### 任务目标:
把下方列表的每一行放进一个 Markdown 表格，并略去空行。表格分两列，“序号”列填行号，“内容”列填该行文字。

### 练习数据:
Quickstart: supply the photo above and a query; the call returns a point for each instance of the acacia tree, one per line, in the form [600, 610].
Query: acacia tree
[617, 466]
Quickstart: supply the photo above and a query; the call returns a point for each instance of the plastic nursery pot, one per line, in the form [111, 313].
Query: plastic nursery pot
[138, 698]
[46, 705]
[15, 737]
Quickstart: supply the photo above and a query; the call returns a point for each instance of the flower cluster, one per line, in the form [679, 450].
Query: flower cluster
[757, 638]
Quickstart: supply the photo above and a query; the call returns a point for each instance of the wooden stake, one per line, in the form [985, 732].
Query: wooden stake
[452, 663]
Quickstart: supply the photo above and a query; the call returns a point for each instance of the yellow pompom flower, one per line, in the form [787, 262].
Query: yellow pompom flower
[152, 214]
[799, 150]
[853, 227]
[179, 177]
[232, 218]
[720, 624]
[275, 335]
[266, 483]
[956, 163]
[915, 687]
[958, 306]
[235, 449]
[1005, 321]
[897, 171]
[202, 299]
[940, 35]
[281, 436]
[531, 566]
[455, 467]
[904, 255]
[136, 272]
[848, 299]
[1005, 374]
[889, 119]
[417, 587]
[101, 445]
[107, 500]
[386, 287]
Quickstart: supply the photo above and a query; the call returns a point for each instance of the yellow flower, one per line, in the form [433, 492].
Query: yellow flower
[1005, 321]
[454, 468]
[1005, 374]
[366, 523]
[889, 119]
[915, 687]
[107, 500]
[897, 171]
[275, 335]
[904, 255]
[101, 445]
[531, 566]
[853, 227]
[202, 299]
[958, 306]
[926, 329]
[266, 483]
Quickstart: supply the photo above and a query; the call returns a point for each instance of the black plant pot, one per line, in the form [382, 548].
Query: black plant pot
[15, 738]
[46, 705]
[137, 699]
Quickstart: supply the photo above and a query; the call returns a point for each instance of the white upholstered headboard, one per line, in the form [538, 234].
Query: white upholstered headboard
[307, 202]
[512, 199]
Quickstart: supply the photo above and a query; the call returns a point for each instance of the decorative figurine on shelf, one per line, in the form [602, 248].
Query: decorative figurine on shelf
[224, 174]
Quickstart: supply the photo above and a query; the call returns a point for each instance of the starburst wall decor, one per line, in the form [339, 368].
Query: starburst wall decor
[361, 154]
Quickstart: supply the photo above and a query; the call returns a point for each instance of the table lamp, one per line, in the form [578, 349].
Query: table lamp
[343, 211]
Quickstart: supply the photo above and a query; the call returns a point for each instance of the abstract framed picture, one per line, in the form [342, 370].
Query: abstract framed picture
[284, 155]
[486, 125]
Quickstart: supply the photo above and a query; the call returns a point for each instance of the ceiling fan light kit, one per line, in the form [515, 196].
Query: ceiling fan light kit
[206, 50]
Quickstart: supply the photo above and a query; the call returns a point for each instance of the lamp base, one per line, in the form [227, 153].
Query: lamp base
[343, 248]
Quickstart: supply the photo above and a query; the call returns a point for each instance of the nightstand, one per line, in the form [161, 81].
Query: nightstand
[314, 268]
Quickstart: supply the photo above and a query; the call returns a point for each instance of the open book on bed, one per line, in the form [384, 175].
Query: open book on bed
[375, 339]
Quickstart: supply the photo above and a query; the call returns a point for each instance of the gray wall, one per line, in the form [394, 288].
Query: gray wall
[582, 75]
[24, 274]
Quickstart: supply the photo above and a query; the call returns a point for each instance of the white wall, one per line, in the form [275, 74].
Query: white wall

### 已完成任务:
| 序号 | 内容 |
|---|---|
| 1 | Quickstart: supply the photo above and a query; the call returns a point for each instance of the acacia tree, one per line, in the form [600, 610]. |
| 2 | Query: acacia tree |
| 3 | [617, 466] |
| 4 | Quickstart: supply the photo above and a query; the call returns a point for each instance of the plastic nursery pot, one per line, in the form [111, 313]. |
| 5 | Query: plastic nursery pot |
| 6 | [138, 698] |
| 7 | [46, 705] |
| 8 | [15, 737] |
| 9 | Quickstart: supply the photo above and a query; the call returns a point for each instance of the flower cluster, one per line, in the form [679, 450]. |
| 10 | Query: flower cluster |
| 11 | [757, 638] |
| 12 | Quickstart: supply the photo above and a query; the call returns a point for each instance of the wooden stake, one per line, in the form [985, 732]. |
| 13 | Query: wooden stake |
| 14 | [452, 663] |
| 15 | Quickstart: supply the photo above and a query; the call returns a point for each instance of the yellow pompom flower, one per line, in the form [787, 262]. |
| 16 | Query: yellow pompom flower |
| 17 | [152, 214] |
| 18 | [799, 150] |
| 19 | [853, 227] |
| 20 | [179, 177] |
| 21 | [232, 218] |
| 22 | [720, 624] |
| 23 | [275, 335] |
| 24 | [266, 483] |
| 25 | [956, 163] |
| 26 | [915, 687] |
| 27 | [958, 306] |
| 28 | [235, 449] |
| 29 | [1005, 321] |
| 30 | [897, 171] |
| 31 | [202, 299] |
| 32 | [940, 35] |
| 33 | [281, 436] |
| 34 | [531, 566] |
| 35 | [455, 467] |
| 36 | [904, 255] |
| 37 | [136, 272] |
| 38 | [848, 299] |
| 39 | [1005, 374] |
| 40 | [889, 119] |
| 41 | [417, 587] |
| 42 | [101, 445] |
| 43 | [107, 500] |
| 44 | [386, 287] |
| 45 | Quickstart: supply the photo above and a query; the call returns a point for each instance of the yellow flower, one per line, in the form [433, 492]. |
| 46 | Query: yellow flower |
| 47 | [1005, 321] |
| 48 | [454, 468] |
| 49 | [1005, 374] |
| 50 | [366, 523] |
| 51 | [889, 119] |
| 52 | [915, 687] |
| 53 | [107, 500] |
| 54 | [897, 171] |
| 55 | [275, 335] |
| 56 | [904, 255] |
| 57 | [101, 445] |
| 58 | [531, 566] |
| 59 | [853, 227] |
| 60 | [202, 299] |
| 61 | [958, 306] |
| 62 | [926, 329] |
| 63 | [266, 483] |
| 64 | Quickstart: supply the photo above and a query; the call returns a point for each instance of the black plant pot, one per line, in the form [382, 548]. |
| 65 | Query: black plant pot |
| 66 | [15, 738] |
| 67 | [46, 705] |
| 68 | [137, 699] |
| 69 | Quickstart: supply the photo above and a query; the call returns a point for each instance of the white upholstered headboard, one per line, in the form [538, 234]. |
| 70 | Query: white upholstered headboard |
| 71 | [307, 202] |
| 72 | [512, 199] |
| 73 | Quickstart: supply the photo above and a query; the call returns a point for each instance of the decorative figurine on shelf, one per line, in the form [602, 248]. |
| 74 | Query: decorative figurine on shelf |
| 75 | [224, 174] |
| 76 | Quickstart: supply the photo above and a query; the call returns a point for each instance of the starburst wall decor, one per line, in the form [339, 368]. |
| 77 | Query: starburst wall decor |
| 78 | [361, 154] |
| 79 | Quickstart: supply the photo above and a query; the call returns a point for each instance of the table lamp, one per line, in the form [578, 349]. |
| 80 | Query: table lamp |
| 81 | [343, 211] |
| 82 | Quickstart: supply the photo above and a query; the call returns a point for each instance of the abstract framed picture, one per line, in the form [342, 370]. |
| 83 | Query: abstract framed picture |
| 84 | [284, 155] |
| 85 | [486, 125] |
| 86 | Quickstart: supply the photo above and a query; the call returns a point for each instance of the ceiling fan light kit, one per line, in the form [515, 196]. |
| 87 | Query: ceiling fan light kit |
| 88 | [206, 50] |
| 89 | Quickstart: supply the photo above and a query; the call returns a point for each instance of the lamp base, one per line, in the form [227, 153]. |
| 90 | Query: lamp base |
| 91 | [343, 248] |
| 92 | Quickstart: supply the photo above and a query; the call returns a point for each instance of the nightstand, one per line, in the form [161, 81]. |
| 93 | Query: nightstand |
| 94 | [314, 268] |
| 95 | Quickstart: supply the photo above and a query; the call returns a point for each instance of the open book on bed, one per line, in the form [384, 175]. |
| 96 | Query: open book on bed |
| 97 | [375, 339] |
| 98 | Quickstart: supply the photo above and a query; the call returns a point for each instance of the gray wall, one per line, in the form [394, 288]. |
| 99 | Query: gray wall |
| 100 | [582, 75] |
| 101 | [24, 274] |
| 102 | Quickstart: supply the photo above and a query; the call returns a point for each instance of the white wall, one per line, in the form [275, 74]. |
| 103 | Query: white wall |